> **What you need to do**
Count the lines in the entries below that contain the word "rough", treating case as significant, and reply with the number alone.

[Segmentation mask data]
------------------------
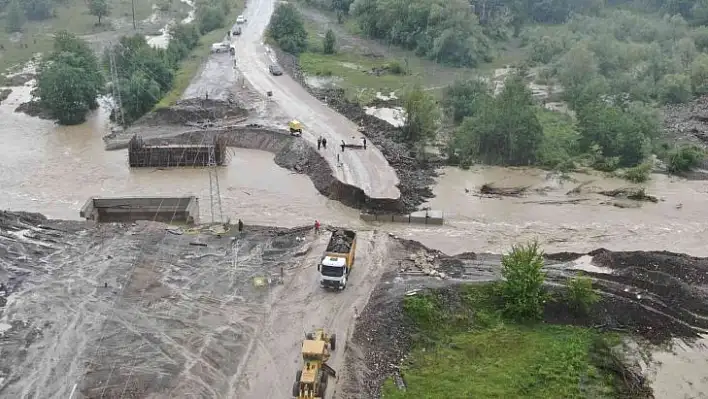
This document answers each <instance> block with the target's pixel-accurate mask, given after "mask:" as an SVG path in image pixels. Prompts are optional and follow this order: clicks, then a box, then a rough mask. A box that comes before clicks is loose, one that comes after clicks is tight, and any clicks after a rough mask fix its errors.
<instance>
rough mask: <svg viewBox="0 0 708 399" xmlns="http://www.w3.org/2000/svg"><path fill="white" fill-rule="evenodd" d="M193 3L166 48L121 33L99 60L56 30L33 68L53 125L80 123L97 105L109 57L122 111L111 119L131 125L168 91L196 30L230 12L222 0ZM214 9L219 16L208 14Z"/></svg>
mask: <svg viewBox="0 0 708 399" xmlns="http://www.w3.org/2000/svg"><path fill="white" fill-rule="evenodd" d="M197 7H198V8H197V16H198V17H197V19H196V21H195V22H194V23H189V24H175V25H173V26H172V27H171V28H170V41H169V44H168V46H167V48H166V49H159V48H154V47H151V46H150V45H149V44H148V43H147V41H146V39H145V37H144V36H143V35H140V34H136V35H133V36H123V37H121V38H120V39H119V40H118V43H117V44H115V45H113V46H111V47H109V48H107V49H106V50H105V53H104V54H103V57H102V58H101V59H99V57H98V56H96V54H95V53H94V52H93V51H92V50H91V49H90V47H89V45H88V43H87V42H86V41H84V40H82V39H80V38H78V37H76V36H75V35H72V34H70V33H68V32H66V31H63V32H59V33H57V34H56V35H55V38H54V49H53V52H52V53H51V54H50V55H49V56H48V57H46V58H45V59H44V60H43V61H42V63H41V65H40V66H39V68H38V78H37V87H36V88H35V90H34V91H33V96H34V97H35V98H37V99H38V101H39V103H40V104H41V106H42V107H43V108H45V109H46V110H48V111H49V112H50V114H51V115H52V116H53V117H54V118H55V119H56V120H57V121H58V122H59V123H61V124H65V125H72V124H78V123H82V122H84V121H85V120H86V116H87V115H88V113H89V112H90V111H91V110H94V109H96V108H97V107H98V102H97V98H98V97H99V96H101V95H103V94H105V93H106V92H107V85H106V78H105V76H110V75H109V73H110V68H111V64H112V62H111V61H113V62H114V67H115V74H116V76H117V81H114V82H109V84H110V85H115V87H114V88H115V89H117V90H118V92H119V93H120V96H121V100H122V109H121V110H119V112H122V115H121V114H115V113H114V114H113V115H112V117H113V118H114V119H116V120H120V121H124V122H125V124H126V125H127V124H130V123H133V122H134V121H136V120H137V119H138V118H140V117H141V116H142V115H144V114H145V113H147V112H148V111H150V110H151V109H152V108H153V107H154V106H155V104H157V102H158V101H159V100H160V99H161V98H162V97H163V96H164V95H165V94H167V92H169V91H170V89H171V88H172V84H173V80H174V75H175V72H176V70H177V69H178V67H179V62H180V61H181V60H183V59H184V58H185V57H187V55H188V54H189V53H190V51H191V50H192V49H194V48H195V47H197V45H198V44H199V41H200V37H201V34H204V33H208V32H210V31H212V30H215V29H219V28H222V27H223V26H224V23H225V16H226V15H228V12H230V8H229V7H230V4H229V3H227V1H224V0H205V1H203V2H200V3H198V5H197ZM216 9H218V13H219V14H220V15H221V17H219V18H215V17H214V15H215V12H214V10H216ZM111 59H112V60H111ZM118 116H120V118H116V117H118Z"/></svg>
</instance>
------------------------
> **Answer area**
2